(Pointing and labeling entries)
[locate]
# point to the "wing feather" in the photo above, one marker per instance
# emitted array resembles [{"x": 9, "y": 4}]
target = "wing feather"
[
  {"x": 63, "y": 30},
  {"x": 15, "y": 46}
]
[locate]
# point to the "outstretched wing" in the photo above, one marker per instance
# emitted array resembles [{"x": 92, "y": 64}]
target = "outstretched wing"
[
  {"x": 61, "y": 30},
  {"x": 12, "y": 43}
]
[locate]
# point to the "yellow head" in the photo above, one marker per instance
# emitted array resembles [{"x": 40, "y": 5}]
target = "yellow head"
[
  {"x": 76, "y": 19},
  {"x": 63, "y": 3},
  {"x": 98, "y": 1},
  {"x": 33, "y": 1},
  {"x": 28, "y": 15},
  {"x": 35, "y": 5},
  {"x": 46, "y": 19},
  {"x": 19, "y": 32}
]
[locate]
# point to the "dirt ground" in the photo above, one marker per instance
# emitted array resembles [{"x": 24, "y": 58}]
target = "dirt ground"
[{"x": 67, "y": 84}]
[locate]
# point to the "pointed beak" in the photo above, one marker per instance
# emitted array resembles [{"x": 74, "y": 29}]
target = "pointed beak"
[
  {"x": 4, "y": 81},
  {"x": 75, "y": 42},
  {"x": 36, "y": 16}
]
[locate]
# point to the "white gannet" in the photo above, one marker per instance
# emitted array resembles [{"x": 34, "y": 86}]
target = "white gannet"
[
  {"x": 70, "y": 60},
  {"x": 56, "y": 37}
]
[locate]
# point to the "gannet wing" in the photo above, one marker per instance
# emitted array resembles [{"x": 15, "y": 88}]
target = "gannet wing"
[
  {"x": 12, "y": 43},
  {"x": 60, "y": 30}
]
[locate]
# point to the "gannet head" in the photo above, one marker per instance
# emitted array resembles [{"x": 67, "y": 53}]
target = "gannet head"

• GOAL: Repeat all of the entries exactly.

• THE REPLY:
[locate]
# point to the "wing feather" in the photo above, one marker per instance
# emitted array resembles [{"x": 9, "y": 4}]
target = "wing feather"
[
  {"x": 63, "y": 30},
  {"x": 15, "y": 46}
]
[locate]
# point to the "outstretched wing" in the photo above, one marker per instance
# emitted array resembles [{"x": 92, "y": 64}]
target = "outstretched wing"
[
  {"x": 61, "y": 30},
  {"x": 12, "y": 43}
]
[locate]
# point to the "yellow head" in the photo above, one marker per instance
# emitted array resembles [{"x": 40, "y": 5}]
target = "yellow head"
[
  {"x": 76, "y": 19},
  {"x": 63, "y": 3},
  {"x": 98, "y": 1},
  {"x": 33, "y": 1},
  {"x": 28, "y": 15},
  {"x": 35, "y": 5},
  {"x": 46, "y": 19},
  {"x": 19, "y": 32}
]
[locate]
# point to the "dirt ground" in the photo above, one marker per instance
# emitted array resembles [{"x": 24, "y": 58}]
target = "dirt ground"
[{"x": 67, "y": 84}]
[locate]
# point to the "pointed beak" in the photo above, one marker per instance
# emitted array resembles [{"x": 74, "y": 29}]
target = "pointed beak"
[
  {"x": 4, "y": 81},
  {"x": 75, "y": 42},
  {"x": 36, "y": 16}
]
[locate]
# point to the "white gannet" in the photo above, one marker per instance
# emitted array resembles [{"x": 34, "y": 86}]
target = "white gannet"
[
  {"x": 70, "y": 60},
  {"x": 56, "y": 37}
]
[locate]
# point to the "gannet wing" in the photo above, one marker per instance
# emitted array resembles [{"x": 15, "y": 88}]
target = "gannet wing"
[
  {"x": 12, "y": 43},
  {"x": 60, "y": 30}
]
[locate]
# point to the "gannet head" in the photo above, one marker per instance
# emitted array resembles [{"x": 67, "y": 53}]
target = "gannet head"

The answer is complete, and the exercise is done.